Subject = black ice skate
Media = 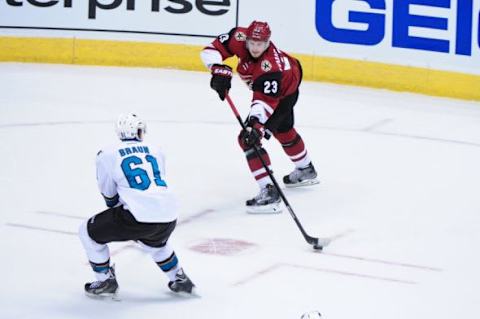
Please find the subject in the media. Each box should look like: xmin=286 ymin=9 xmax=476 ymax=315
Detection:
xmin=84 ymin=266 xmax=119 ymax=299
xmin=168 ymin=268 xmax=195 ymax=294
xmin=246 ymin=184 xmax=282 ymax=214
xmin=283 ymin=162 xmax=319 ymax=188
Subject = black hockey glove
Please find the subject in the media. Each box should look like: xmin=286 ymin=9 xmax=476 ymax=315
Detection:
xmin=210 ymin=64 xmax=232 ymax=101
xmin=241 ymin=117 xmax=264 ymax=147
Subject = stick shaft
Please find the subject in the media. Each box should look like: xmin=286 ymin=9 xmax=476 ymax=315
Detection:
xmin=225 ymin=95 xmax=319 ymax=246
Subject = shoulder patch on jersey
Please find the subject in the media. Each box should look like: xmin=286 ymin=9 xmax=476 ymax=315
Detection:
xmin=235 ymin=31 xmax=246 ymax=41
xmin=218 ymin=33 xmax=229 ymax=43
xmin=261 ymin=60 xmax=272 ymax=72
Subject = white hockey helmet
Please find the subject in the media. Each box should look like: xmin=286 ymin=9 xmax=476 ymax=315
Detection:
xmin=115 ymin=113 xmax=146 ymax=141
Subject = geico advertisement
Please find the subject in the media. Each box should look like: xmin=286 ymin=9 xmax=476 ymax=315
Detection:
xmin=313 ymin=0 xmax=479 ymax=73
xmin=0 ymin=0 xmax=237 ymax=37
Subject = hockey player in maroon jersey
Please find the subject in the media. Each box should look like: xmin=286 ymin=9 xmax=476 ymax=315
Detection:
xmin=201 ymin=21 xmax=318 ymax=213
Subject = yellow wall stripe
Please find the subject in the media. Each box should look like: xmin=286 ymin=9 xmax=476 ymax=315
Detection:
xmin=296 ymin=54 xmax=480 ymax=101
xmin=1 ymin=36 xmax=479 ymax=101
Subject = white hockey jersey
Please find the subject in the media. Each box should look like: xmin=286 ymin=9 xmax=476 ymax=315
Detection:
xmin=96 ymin=140 xmax=177 ymax=223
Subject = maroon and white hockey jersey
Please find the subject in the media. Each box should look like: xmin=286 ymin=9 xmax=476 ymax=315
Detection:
xmin=201 ymin=27 xmax=303 ymax=124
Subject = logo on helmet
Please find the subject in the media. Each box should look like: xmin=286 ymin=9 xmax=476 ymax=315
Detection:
xmin=246 ymin=21 xmax=271 ymax=42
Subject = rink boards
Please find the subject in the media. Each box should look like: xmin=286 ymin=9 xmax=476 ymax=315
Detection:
xmin=0 ymin=0 xmax=479 ymax=101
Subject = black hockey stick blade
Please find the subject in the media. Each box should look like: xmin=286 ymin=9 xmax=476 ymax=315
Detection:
xmin=307 ymin=235 xmax=331 ymax=251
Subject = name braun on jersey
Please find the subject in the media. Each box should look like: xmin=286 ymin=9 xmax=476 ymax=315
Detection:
xmin=118 ymin=146 xmax=150 ymax=157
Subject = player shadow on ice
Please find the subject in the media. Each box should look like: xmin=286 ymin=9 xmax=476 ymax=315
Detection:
xmin=49 ymin=293 xmax=198 ymax=319
xmin=282 ymin=184 xmax=321 ymax=196
xmin=112 ymin=290 xmax=201 ymax=303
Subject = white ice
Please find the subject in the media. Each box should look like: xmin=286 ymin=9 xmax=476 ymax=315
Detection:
xmin=1 ymin=63 xmax=479 ymax=319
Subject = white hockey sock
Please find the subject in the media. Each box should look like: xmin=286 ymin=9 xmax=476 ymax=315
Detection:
xmin=257 ymin=175 xmax=270 ymax=189
xmin=165 ymin=266 xmax=181 ymax=282
xmin=78 ymin=220 xmax=110 ymax=265
xmin=294 ymin=154 xmax=312 ymax=169
xmin=138 ymin=242 xmax=182 ymax=281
_ _ _ _
*Exercise prompt*:
The required output is each record above, reproduced exactly, without its pictures.

*Reply*:
Subject = black ice skate
Media = 
Please find the subject in the media. Each box should look like: xmin=286 ymin=9 xmax=476 ymax=315
Detection:
xmin=84 ymin=266 xmax=119 ymax=299
xmin=168 ymin=268 xmax=195 ymax=294
xmin=246 ymin=184 xmax=282 ymax=214
xmin=283 ymin=162 xmax=319 ymax=188
Subject = black hockey glove
Please find the subject in the media. Each box should look like: xmin=286 ymin=9 xmax=476 ymax=315
Detection:
xmin=210 ymin=64 xmax=232 ymax=101
xmin=241 ymin=117 xmax=264 ymax=147
Subject = stick shaft
Please find the subject in the media. Each box should look like: xmin=286 ymin=9 xmax=476 ymax=315
Detection:
xmin=225 ymin=95 xmax=319 ymax=246
Subject = shoulder patch on jersey
Please find the subject in the media. Each box should look like: xmin=286 ymin=9 xmax=476 ymax=315
Detection:
xmin=235 ymin=31 xmax=246 ymax=41
xmin=218 ymin=33 xmax=229 ymax=43
xmin=261 ymin=60 xmax=272 ymax=72
Subject = white hockey helmet
Please find the subject in the media. Each box should look like: xmin=286 ymin=9 xmax=476 ymax=315
Detection:
xmin=115 ymin=113 xmax=146 ymax=141
Subject = geico advertisement
Please find the subject in the media. Each box should look like: xmin=286 ymin=9 xmax=476 ymax=315
Detection:
xmin=313 ymin=0 xmax=479 ymax=73
xmin=0 ymin=0 xmax=237 ymax=37
Subject = hockey player in maroon jersey
Please find the subject in the media. Each box should look like: xmin=286 ymin=9 xmax=476 ymax=315
Detection:
xmin=201 ymin=21 xmax=318 ymax=213
Subject = yellow wall stripe
Please find the subject in the media. Each box should look like: xmin=286 ymin=9 xmax=476 ymax=315
Detection:
xmin=296 ymin=54 xmax=480 ymax=101
xmin=1 ymin=36 xmax=479 ymax=101
Subject = white hockey jersey
Please find the subject in the media. Each box should look like: xmin=286 ymin=9 xmax=476 ymax=315
Detection:
xmin=96 ymin=140 xmax=177 ymax=223
Subject = maroon and white hockey jersey
Please find the subject in the media. Each box should look like: xmin=286 ymin=9 xmax=476 ymax=315
Detection:
xmin=201 ymin=27 xmax=303 ymax=124
Subject = logo on helmet
Please find the subject in the media. Each box should look like: xmin=286 ymin=9 xmax=476 ymax=315
Detection:
xmin=246 ymin=21 xmax=271 ymax=42
Subject = rink boards
Please find the subject in the media. Each box should look like: xmin=286 ymin=9 xmax=476 ymax=315
Detection:
xmin=0 ymin=0 xmax=479 ymax=101
Subject = black hockey stick blade
Please find the subject in the media. Each box should look like: xmin=286 ymin=9 xmax=476 ymax=315
Detection:
xmin=307 ymin=235 xmax=331 ymax=251
Subject = name braun on jersey
Please find the subject in the media. Each box should look like: xmin=286 ymin=9 xmax=476 ymax=315
Detection:
xmin=118 ymin=146 xmax=150 ymax=157
Subject = player shadow on ice
Please find the subject in the media. Each box should look like: xmin=286 ymin=9 xmax=476 ymax=315
Detection:
xmin=49 ymin=293 xmax=198 ymax=319
xmin=282 ymin=184 xmax=321 ymax=196
xmin=112 ymin=290 xmax=201 ymax=303
Subject = white ice
Please find the subject in the media. Each box should look like: xmin=286 ymin=9 xmax=476 ymax=315
Detection:
xmin=1 ymin=63 xmax=479 ymax=319
Subject = white hockey sock
Please find the subject in the media. Each box should look like: xmin=286 ymin=9 xmax=476 ymax=315
Detection:
xmin=257 ymin=175 xmax=270 ymax=189
xmin=165 ymin=266 xmax=181 ymax=282
xmin=78 ymin=220 xmax=110 ymax=265
xmin=294 ymin=154 xmax=312 ymax=169
xmin=138 ymin=242 xmax=182 ymax=281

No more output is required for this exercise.